**ROWS:**
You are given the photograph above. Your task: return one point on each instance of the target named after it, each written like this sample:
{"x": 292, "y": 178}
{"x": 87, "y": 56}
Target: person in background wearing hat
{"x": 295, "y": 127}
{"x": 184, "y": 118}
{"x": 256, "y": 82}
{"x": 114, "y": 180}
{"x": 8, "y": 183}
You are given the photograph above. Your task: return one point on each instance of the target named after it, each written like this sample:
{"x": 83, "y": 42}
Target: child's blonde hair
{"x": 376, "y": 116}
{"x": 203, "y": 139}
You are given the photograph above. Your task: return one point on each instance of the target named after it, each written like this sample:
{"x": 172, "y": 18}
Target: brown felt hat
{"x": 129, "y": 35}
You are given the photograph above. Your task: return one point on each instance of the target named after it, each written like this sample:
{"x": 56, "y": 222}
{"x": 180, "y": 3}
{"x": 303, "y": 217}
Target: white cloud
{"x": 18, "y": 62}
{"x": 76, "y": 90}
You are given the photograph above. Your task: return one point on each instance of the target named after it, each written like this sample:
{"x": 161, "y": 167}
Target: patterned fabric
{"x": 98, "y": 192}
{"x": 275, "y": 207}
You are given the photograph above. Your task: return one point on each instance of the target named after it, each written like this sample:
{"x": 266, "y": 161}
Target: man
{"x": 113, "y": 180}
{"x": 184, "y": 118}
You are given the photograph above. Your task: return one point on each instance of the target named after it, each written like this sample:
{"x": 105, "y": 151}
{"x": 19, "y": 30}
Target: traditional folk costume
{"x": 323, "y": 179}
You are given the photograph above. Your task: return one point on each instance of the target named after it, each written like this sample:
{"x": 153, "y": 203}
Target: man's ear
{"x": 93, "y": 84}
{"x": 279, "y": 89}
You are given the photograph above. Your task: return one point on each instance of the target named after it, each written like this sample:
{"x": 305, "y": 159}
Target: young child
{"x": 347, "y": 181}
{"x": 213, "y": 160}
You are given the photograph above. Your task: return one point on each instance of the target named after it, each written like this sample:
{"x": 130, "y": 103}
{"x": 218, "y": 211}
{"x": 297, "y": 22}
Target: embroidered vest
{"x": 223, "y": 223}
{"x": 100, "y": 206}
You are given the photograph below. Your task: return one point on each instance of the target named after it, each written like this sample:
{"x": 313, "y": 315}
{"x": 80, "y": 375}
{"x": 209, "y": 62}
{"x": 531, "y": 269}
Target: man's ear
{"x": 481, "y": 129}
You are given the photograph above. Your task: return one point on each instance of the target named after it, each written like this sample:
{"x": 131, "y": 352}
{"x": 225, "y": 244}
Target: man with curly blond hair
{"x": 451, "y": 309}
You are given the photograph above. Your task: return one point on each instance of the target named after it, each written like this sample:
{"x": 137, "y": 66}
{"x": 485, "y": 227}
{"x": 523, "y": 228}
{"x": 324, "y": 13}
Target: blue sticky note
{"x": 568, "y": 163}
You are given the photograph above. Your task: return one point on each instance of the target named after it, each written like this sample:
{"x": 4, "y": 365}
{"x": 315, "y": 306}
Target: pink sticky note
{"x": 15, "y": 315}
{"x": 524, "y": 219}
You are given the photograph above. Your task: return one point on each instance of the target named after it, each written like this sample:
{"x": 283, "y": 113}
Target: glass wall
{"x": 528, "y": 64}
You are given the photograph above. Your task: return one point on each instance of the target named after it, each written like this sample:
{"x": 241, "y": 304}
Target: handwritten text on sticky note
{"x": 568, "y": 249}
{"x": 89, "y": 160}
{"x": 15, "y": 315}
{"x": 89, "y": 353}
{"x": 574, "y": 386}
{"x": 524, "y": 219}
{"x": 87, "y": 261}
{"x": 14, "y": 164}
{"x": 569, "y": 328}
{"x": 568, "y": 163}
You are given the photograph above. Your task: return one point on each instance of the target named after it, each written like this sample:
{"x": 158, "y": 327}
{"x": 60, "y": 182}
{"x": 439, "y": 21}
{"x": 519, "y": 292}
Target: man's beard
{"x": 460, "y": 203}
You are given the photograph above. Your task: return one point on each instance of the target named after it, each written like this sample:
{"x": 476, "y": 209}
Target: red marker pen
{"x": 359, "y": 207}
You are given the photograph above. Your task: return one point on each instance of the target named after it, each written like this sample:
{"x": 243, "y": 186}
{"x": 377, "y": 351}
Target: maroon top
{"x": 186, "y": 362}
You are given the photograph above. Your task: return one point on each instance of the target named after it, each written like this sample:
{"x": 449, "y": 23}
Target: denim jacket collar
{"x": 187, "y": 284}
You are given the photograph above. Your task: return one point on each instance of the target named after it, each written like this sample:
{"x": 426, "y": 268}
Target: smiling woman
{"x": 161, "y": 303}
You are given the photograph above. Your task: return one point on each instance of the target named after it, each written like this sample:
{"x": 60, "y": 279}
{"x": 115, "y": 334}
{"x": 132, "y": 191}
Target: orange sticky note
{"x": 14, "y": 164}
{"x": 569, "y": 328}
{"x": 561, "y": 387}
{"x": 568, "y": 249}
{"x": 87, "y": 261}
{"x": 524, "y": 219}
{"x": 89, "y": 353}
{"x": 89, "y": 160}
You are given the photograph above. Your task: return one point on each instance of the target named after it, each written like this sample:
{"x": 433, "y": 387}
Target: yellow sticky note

**STATED TASK:** Output the whole listing above again, word for word.

**RESULT OF THE EXERCISE:**
You are given the photograph above. Your task: return one point on each instance of the target named after it, each written like this sample:
{"x": 292, "y": 178}
{"x": 87, "y": 56}
Target: person in background wearing hat
{"x": 295, "y": 127}
{"x": 184, "y": 118}
{"x": 256, "y": 82}
{"x": 114, "y": 180}
{"x": 8, "y": 183}
You are given the photograph above. Your task: return one point on each instance of the target named after it, each written like this sample:
{"x": 83, "y": 42}
Target: child's blonde hair
{"x": 376, "y": 116}
{"x": 203, "y": 139}
You are given the photograph above. Your task: return one point on each instance of the target named after it, each written like this sample:
{"x": 172, "y": 18}
Target: brown felt hat
{"x": 129, "y": 35}
You are given the photograph above. Your task: return one point on each instance of the target named after it, each written like this sample:
{"x": 56, "y": 222}
{"x": 180, "y": 3}
{"x": 303, "y": 217}
Target: white cloud
{"x": 18, "y": 62}
{"x": 76, "y": 90}
You are given the photograph above. Your task: return one point on each instance of the target named after it, each written like this sample:
{"x": 161, "y": 167}
Target: patterned fabric
{"x": 98, "y": 192}
{"x": 275, "y": 207}
You are given the photograph above. Your task: return one point on each instance of the target named after it, each written like this sample:
{"x": 266, "y": 161}
Target: man
{"x": 113, "y": 180}
{"x": 184, "y": 118}
You are given the photograph above. Your task: return one point on each instance of the target named after it, each written like this sample:
{"x": 105, "y": 151}
{"x": 19, "y": 30}
Target: traditional folk costume
{"x": 323, "y": 179}
You are given the photograph above. Your task: return one point on each instance of the target named after it, each written like this sample:
{"x": 153, "y": 203}
Target: man's ear
{"x": 93, "y": 84}
{"x": 279, "y": 89}
You are given the photograph above. Your task: return one point on each instance of the target named after it, each written like this sample:
{"x": 305, "y": 159}
Target: young child
{"x": 347, "y": 181}
{"x": 213, "y": 160}
You are given the photograph above. Your task: return one point on each instance of the target named after it, each written like this sample:
{"x": 130, "y": 103}
{"x": 218, "y": 211}
{"x": 297, "y": 22}
Target: embroidered vest
{"x": 223, "y": 223}
{"x": 100, "y": 206}
You are given the photograph below. Your task: return one point on each instance of the target named after it, each written like this sample:
{"x": 313, "y": 315}
{"x": 80, "y": 375}
{"x": 209, "y": 62}
{"x": 531, "y": 269}
Target: man's ear
{"x": 481, "y": 129}
You are given the photograph above. Your task: return one point on each instance of the target named after it, each written like this sample:
{"x": 131, "y": 352}
{"x": 225, "y": 244}
Target: man with curly blond hair
{"x": 451, "y": 309}
You are given the photograph above. Your task: return one point on each instance of the target named after it, each written like this sample:
{"x": 137, "y": 66}
{"x": 485, "y": 227}
{"x": 523, "y": 228}
{"x": 324, "y": 13}
Target: blue sticky note
{"x": 568, "y": 163}
You are given the photograph above. Your task: return one point on each instance of the target named after it, each written like this sample:
{"x": 4, "y": 365}
{"x": 315, "y": 306}
Target: pink sticky note
{"x": 15, "y": 315}
{"x": 524, "y": 219}
You are given the photograph above. Your task: return one point on each instance of the target named after it, each written like this sample:
{"x": 283, "y": 113}
Target: glass wall
{"x": 528, "y": 64}
You are given the photograph above. Your task: return one point on each instance of the target named after it, each written like this sample:
{"x": 241, "y": 304}
Target: handwritten text on sticky note
{"x": 568, "y": 249}
{"x": 89, "y": 160}
{"x": 15, "y": 315}
{"x": 89, "y": 353}
{"x": 574, "y": 386}
{"x": 524, "y": 219}
{"x": 87, "y": 261}
{"x": 14, "y": 164}
{"x": 569, "y": 328}
{"x": 568, "y": 163}
You are given the photograph above. Your task: return one point on each instance of the target named after it, each written like this sample:
{"x": 158, "y": 327}
{"x": 60, "y": 182}
{"x": 439, "y": 21}
{"x": 519, "y": 292}
Target: man's beard
{"x": 460, "y": 203}
You are given the photograph above. Your task: return one point on each instance of the target named after it, each written like this sample:
{"x": 476, "y": 209}
Target: red marker pen
{"x": 359, "y": 207}
You are given the photograph above. Your task: return one point on each instance of the target named after it, each written like this sample:
{"x": 243, "y": 186}
{"x": 377, "y": 351}
Target: maroon top
{"x": 186, "y": 362}
You are given the photograph above. Your task: return one point on each instance of the target named after it, each written like this sample:
{"x": 449, "y": 23}
Target: denim jacket collar
{"x": 187, "y": 284}
You are given the photograph above. Your task: return one point on each instance of the target named after it, each written like this sample:
{"x": 426, "y": 268}
Target: smiling woman
{"x": 161, "y": 303}
You are given the photograph above. Your task: return one point on each instance of the target named after it, each written like this sample:
{"x": 60, "y": 279}
{"x": 115, "y": 334}
{"x": 132, "y": 191}
Target: orange sticky note
{"x": 14, "y": 164}
{"x": 569, "y": 328}
{"x": 561, "y": 387}
{"x": 568, "y": 249}
{"x": 87, "y": 261}
{"x": 524, "y": 219}
{"x": 89, "y": 353}
{"x": 89, "y": 160}
You are given the photograph above. Your task: return one point on each instance of the target named after it, each written like this sample:
{"x": 433, "y": 387}
Target: yellow sticky note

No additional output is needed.